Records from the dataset
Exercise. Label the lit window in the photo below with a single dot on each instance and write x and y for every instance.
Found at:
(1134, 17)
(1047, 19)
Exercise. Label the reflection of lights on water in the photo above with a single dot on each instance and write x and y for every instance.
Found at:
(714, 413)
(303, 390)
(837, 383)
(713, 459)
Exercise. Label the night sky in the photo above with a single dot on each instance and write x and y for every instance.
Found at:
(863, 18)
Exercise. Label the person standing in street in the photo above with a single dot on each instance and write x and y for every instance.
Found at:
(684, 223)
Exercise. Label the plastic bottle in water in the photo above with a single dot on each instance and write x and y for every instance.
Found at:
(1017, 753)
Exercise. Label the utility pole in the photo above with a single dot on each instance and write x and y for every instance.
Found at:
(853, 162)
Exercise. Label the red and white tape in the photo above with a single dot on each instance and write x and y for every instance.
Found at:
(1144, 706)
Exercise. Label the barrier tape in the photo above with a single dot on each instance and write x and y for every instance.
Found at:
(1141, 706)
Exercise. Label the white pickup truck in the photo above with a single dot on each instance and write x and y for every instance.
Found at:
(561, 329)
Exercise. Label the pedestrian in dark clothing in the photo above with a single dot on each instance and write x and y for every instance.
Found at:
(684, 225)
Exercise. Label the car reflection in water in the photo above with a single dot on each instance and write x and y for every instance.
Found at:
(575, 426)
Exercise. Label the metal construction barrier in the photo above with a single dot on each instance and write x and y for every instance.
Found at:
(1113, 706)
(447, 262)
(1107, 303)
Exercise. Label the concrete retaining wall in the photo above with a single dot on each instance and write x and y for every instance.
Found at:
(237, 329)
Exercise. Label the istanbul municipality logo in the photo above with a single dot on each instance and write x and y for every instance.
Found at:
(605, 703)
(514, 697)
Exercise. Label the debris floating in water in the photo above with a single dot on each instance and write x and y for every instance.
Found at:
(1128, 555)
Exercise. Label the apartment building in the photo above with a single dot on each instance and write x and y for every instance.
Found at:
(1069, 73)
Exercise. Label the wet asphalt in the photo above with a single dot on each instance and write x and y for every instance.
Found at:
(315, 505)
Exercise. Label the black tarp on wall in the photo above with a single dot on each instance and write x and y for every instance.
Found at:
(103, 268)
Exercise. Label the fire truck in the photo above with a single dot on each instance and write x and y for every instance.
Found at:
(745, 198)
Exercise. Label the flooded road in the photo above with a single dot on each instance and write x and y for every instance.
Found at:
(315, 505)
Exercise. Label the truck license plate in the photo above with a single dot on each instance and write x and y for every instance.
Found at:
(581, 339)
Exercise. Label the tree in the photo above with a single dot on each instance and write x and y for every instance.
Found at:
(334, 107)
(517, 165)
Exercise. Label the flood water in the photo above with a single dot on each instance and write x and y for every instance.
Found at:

Stated problem: Reproduce the material above word for word, keeping every line in its original order.

Correct result:
Exercise. Label the lit window in the photo below with a single dot on each instance and write x and y for every instance.
Found at:
(1134, 17)
(1047, 19)
Exercise. Label the reflection of lights on water in the photo above with a single dot on each instance and write x and y for every instance.
Found at:
(714, 413)
(303, 390)
(837, 383)
(713, 459)
Exercise. Label the night sky in the photo above with a single dot on each instance and write x and y for every instance.
Found at:
(863, 18)
Exercise. Label the person standing in street in the photo above with a single dot on each instance and write x and y for every instance.
Found at:
(684, 223)
Exercise. Label the plastic bottle in water in the photo above with a single dot on each instance and write x and y for every instance.
Found at:
(1017, 753)
Exercise. Label the utility pole in the photo above with a single dot on each instance and write x and y for every instance.
Found at:
(853, 162)
Exercise. Label the red and white tape in the photo above with a single dot on each instance and write x and y for every instance.
Found at:
(1144, 706)
Exercise. Label the barrier tape in the photo above with a single dot on each instance and write x and y for every instance.
Found at:
(1141, 706)
Exercise. Label the white pickup truck in the photo above with a single dot on each instance and write x and y for every instance.
Found at:
(561, 329)
Exercise. Label the pedestrian in dark clothing in the photo above with a single dot on each instance and write x and y for every instance.
Found at:
(684, 225)
Exercise. Label the car reflection in water in the photo above with a single dot on each instance and write x and y for every instance.
Found at:
(575, 426)
Exercise. Label the metal construction barrier in the photo above with a single dot on each instance and write x and y for every instance.
Found at:
(1113, 706)
(447, 262)
(1107, 303)
Exercise. Label the concrete retaining wall in the photo above with a single dot on each instance and write x and y for every instance.
Found at:
(237, 329)
Exercise. Label the istanbul municipality logo in the photo above with a single dot on each instance and write x and y for every instance.
Found at:
(605, 703)
(514, 697)
Exercise. Label the debris floating in water in the photo above with a single dot on each instance and write x and y for every instance.
Found at:
(1128, 555)
Exercise. Label the apartment building in the photo above with a single dot on each instance and write x and y for every instance.
Found at:
(1069, 73)
Exercise. Label the wet asphalt in the photo above with a single dot on each instance and write x and y for every instance.
Found at:
(315, 505)
Exercise. Label the black tarp on wall in the photo above with a single dot on each instance and write x and y for every instance.
Found at:
(103, 268)
Exercise. Label the fire truck in the photo above with a single dot on each instance and write x and y for every instance.
Found at:
(745, 198)
Exercise. Label the flooded road in the photo above with a single dot on each instance and write x and y for every instance.
Found at:
(315, 505)
Exercise. Label the truck license plate in the photo above with a single dot on each instance and write x and y for every instance.
Found at:
(581, 339)
Exercise. Label the tree in the photo above with a single dot on each instance and write x and y for every instance.
Found at:
(334, 107)
(517, 165)
Exercise. Label the flood water in the photo above with a single dot on each instance and write x and y for every instance.
Found at:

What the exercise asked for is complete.